[Begin EXCERPTED DATA]
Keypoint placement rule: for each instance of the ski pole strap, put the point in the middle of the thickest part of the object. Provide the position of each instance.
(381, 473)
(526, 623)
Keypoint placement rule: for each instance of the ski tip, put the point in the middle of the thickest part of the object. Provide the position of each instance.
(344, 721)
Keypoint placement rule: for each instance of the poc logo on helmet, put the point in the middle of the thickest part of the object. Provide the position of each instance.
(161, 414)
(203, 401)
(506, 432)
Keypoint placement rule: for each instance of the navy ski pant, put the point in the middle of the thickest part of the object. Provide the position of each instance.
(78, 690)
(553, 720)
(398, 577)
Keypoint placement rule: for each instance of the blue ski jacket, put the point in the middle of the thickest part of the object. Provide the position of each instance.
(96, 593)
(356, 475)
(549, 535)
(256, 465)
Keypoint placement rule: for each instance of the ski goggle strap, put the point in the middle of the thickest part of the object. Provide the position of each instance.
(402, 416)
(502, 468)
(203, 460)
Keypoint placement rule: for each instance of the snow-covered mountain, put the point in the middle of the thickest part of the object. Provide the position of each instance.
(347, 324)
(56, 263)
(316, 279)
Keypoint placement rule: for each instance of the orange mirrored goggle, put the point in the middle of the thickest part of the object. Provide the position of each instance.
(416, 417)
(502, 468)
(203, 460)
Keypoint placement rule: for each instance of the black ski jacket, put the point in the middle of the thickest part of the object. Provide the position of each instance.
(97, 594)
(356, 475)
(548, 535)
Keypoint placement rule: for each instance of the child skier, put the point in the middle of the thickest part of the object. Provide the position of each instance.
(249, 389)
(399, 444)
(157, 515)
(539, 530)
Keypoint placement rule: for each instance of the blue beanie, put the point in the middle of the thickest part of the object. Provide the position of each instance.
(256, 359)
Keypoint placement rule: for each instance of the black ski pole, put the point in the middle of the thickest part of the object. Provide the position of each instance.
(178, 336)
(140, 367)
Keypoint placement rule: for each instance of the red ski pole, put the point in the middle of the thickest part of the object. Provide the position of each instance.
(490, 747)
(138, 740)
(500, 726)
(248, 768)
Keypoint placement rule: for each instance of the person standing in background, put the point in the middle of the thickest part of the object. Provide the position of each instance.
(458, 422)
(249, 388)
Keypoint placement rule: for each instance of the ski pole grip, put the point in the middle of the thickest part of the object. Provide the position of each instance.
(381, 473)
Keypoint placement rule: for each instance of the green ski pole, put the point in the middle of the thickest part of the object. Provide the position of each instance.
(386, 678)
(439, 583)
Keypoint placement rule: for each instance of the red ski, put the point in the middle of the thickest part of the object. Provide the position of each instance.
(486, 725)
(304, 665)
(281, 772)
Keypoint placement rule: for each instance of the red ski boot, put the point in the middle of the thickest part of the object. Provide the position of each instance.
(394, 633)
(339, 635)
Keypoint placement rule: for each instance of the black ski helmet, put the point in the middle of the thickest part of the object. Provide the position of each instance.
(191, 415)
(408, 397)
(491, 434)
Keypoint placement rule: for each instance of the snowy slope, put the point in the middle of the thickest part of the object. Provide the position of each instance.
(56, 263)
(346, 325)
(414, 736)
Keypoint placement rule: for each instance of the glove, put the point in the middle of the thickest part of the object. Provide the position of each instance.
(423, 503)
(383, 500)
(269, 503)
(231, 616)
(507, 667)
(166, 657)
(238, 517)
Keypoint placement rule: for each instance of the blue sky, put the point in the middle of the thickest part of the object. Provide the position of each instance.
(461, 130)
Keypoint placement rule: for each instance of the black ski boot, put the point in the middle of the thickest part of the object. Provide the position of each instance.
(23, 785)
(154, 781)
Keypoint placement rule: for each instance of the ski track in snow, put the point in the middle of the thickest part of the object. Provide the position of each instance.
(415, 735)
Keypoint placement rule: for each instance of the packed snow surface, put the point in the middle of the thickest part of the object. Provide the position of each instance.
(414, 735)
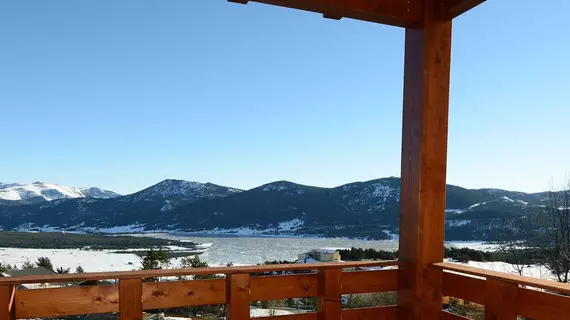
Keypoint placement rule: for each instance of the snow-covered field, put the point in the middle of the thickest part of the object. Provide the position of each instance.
(239, 250)
(534, 271)
(90, 261)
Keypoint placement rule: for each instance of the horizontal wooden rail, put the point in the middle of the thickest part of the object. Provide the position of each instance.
(506, 277)
(374, 313)
(505, 296)
(190, 271)
(130, 296)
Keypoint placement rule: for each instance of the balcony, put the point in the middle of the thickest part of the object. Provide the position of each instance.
(504, 296)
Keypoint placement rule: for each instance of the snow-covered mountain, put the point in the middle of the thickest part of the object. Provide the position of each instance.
(361, 209)
(184, 190)
(95, 192)
(49, 192)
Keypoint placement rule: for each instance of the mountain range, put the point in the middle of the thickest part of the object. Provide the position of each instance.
(362, 209)
(41, 191)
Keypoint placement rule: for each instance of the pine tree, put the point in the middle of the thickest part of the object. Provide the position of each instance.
(61, 270)
(45, 262)
(154, 260)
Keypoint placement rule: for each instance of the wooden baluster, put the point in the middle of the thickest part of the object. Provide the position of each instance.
(130, 299)
(238, 296)
(7, 303)
(501, 300)
(329, 294)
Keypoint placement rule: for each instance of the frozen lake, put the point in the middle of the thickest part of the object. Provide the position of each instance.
(253, 250)
(219, 250)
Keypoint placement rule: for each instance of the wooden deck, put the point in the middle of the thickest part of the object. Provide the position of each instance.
(504, 296)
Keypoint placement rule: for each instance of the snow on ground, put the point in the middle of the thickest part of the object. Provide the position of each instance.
(291, 225)
(475, 245)
(476, 205)
(456, 223)
(90, 261)
(257, 312)
(534, 271)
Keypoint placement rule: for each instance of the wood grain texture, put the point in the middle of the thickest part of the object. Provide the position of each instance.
(39, 303)
(130, 299)
(501, 300)
(369, 281)
(238, 296)
(281, 287)
(505, 277)
(391, 12)
(464, 287)
(374, 313)
(424, 162)
(156, 295)
(7, 307)
(329, 294)
(300, 316)
(190, 271)
(542, 305)
(450, 316)
(449, 9)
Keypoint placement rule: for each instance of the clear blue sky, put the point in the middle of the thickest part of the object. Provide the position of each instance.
(123, 94)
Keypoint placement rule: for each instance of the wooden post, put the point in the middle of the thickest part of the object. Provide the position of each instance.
(501, 300)
(238, 296)
(424, 161)
(130, 299)
(329, 294)
(7, 303)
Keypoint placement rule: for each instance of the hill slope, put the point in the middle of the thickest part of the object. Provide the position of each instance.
(361, 209)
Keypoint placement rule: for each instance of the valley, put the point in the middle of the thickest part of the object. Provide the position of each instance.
(364, 210)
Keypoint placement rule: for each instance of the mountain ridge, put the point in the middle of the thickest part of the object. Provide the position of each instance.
(366, 209)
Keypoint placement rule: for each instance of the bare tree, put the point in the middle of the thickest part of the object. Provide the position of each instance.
(512, 234)
(551, 234)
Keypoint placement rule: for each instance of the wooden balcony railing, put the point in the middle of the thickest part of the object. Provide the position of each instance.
(505, 296)
(131, 295)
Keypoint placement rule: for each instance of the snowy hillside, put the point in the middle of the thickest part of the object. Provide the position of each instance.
(186, 190)
(49, 192)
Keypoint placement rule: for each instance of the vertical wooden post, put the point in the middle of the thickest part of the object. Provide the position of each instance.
(238, 296)
(424, 161)
(130, 299)
(501, 300)
(329, 294)
(7, 303)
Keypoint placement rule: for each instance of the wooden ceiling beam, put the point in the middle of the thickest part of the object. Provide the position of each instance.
(449, 9)
(402, 13)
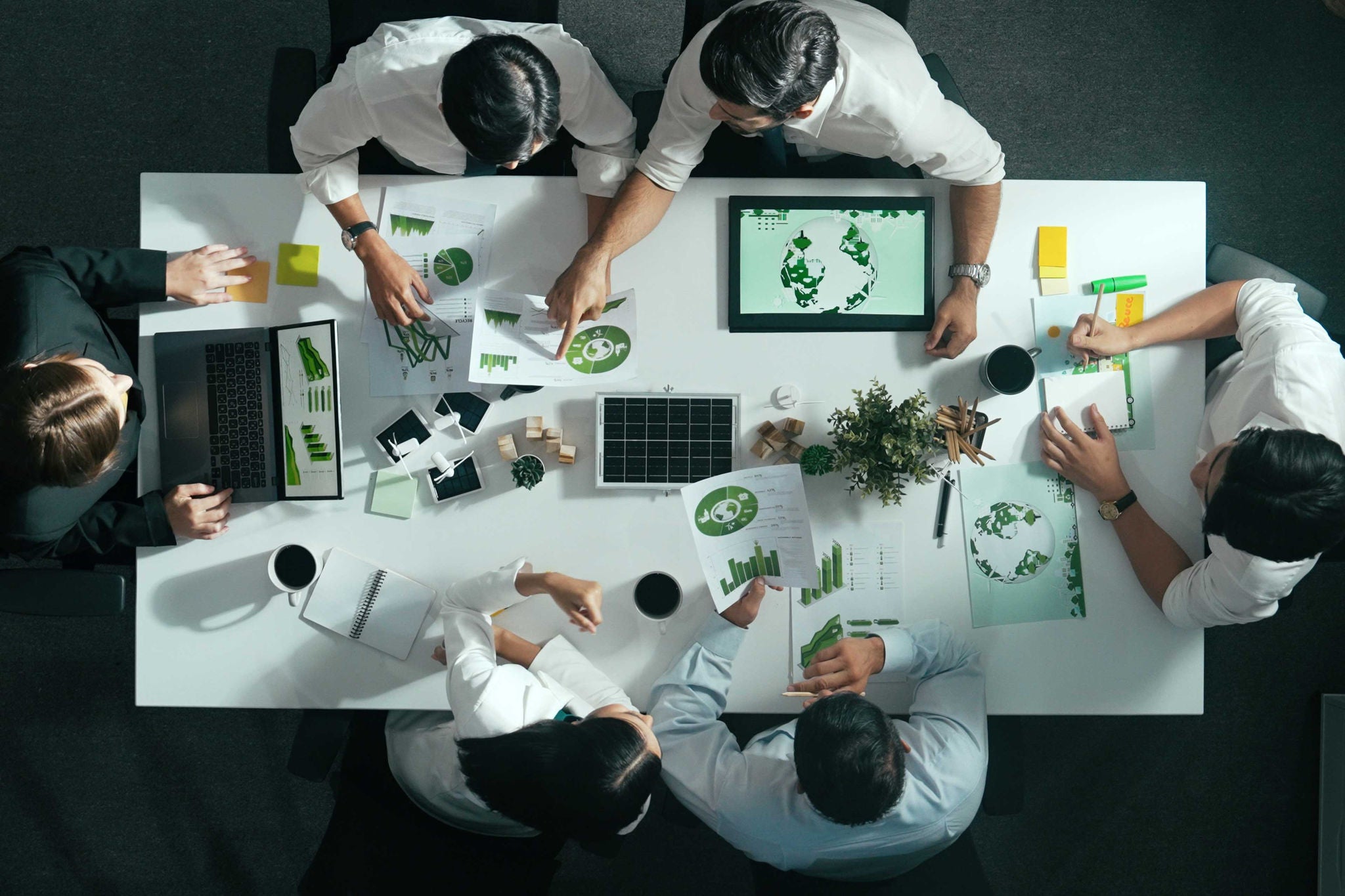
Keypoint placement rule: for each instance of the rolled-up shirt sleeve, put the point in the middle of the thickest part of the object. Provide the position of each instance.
(948, 144)
(328, 135)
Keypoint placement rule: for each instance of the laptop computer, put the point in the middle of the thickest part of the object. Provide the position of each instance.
(252, 409)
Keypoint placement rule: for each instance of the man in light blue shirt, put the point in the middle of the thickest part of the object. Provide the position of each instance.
(844, 792)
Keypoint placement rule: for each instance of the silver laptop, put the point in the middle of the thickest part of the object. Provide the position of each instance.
(252, 409)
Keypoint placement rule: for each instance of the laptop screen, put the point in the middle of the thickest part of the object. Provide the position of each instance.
(307, 416)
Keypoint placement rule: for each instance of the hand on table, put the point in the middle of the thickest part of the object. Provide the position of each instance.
(197, 511)
(393, 286)
(954, 323)
(744, 610)
(1105, 341)
(579, 295)
(1090, 463)
(192, 277)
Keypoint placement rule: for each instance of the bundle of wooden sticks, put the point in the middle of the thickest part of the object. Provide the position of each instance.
(959, 425)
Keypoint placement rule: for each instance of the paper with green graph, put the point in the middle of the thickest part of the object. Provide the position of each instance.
(751, 523)
(513, 341)
(1021, 535)
(856, 589)
(449, 246)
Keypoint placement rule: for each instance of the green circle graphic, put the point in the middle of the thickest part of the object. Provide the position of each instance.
(724, 511)
(599, 350)
(454, 267)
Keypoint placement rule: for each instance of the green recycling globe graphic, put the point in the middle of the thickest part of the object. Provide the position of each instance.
(827, 265)
(599, 350)
(724, 511)
(454, 267)
(1012, 543)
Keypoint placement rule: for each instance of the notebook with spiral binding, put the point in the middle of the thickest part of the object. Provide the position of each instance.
(368, 603)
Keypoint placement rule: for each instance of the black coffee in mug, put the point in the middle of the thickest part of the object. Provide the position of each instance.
(658, 595)
(295, 566)
(1011, 368)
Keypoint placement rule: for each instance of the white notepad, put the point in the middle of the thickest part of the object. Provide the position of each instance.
(366, 603)
(1075, 393)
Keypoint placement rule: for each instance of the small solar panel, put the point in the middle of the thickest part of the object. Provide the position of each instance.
(468, 405)
(665, 441)
(466, 480)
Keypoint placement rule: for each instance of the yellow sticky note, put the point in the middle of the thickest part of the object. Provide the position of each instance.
(296, 265)
(1130, 308)
(255, 291)
(1051, 247)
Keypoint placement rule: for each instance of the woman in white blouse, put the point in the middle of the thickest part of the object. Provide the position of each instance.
(544, 742)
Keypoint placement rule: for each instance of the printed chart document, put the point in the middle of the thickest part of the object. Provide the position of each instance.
(857, 589)
(752, 523)
(1021, 532)
(514, 343)
(450, 247)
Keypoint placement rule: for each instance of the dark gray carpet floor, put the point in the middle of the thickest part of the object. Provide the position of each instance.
(99, 797)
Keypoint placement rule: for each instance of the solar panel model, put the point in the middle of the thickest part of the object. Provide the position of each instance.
(662, 441)
(470, 408)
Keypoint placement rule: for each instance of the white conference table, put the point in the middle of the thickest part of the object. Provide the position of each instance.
(211, 630)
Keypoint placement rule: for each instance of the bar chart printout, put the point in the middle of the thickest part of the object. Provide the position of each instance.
(856, 589)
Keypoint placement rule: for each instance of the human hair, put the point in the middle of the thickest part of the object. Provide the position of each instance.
(500, 96)
(1282, 495)
(774, 56)
(55, 427)
(849, 759)
(585, 779)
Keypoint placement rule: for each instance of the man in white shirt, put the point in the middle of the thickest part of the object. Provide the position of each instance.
(447, 96)
(835, 77)
(844, 792)
(536, 684)
(1271, 473)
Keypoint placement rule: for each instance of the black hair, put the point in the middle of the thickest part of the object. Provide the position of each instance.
(585, 779)
(1282, 495)
(774, 55)
(500, 96)
(849, 759)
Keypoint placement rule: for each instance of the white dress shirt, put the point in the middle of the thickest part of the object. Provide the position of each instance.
(389, 88)
(487, 700)
(880, 104)
(1289, 375)
(751, 798)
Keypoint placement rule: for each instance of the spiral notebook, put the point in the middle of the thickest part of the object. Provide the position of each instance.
(370, 605)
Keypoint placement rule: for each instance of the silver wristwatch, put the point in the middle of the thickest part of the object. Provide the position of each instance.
(979, 274)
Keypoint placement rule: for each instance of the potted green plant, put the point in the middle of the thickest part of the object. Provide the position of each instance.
[End EXCERPTED DATA]
**REQUIRED TASK**
Exactly as written, give the line containing "Keypoint placement rule: for each instance of the white dress" and all remaining lines of the records.

**CORRECT RESULT**
Keypoint placement rule: for each instance of the white dress shirt, put the point in the middle of the thickest part of the object. Provide the position of each instance.
(389, 88)
(487, 700)
(880, 104)
(1289, 375)
(751, 798)
Keypoint placement rule: for each instance of the spiral notebook, put the point in the middle of the thickest part of the object. Provide the position of each instance.
(370, 605)
Keypoint placement rule: for each instance of the silver wristwatch, put the point in the middle of the thickest part of the object. Provide the position of each instance.
(979, 274)
Keypoint placement rule: for each instance of the potted green plant, put the point in the middle of the thickest part of the object. Provide the position of each instance.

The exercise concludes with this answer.